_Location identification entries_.
** begin **

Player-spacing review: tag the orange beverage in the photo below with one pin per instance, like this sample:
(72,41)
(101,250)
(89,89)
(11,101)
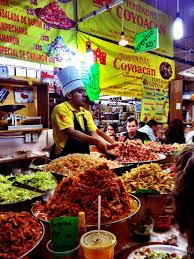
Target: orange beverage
(98,245)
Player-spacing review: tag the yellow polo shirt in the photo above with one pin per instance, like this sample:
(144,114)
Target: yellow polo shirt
(62,118)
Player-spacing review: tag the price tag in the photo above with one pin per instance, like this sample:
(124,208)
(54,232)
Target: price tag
(64,233)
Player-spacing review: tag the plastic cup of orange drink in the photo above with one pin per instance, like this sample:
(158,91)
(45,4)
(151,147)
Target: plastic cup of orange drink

** end **

_AIM_. Starting at the line containing "Player-spacing review: tag the yellow" and ending with the last line of the entries, render each line as a row of a Markdown table with the columns Row and Line, numbering the rows and leaving out blank lines.

_RESPONSE BELOW_.
| Row | Line |
|---|---|
| 1 | Player-spacing review: tag the yellow polo shirt in the photo above with one pin per instance, like this sample: |
| 2 | (144,114) |
| 3 | Target: yellow polo shirt |
| 4 | (62,118) |
| 5 | Player-spacing review: tag the price tag in the photo above with one pin per instance, like this sample: |
| 6 | (124,208) |
| 7 | (54,232) |
| 8 | Target: price tag |
| 9 | (64,233) |
| 10 | Player-spacing review: tag the plastic cup of orange drink in the photo above with one pin per instance, like this sample: |
| 11 | (158,91) |
| 12 | (45,4) |
| 13 | (151,147) |
| 14 | Target: plastic cup of orange drink |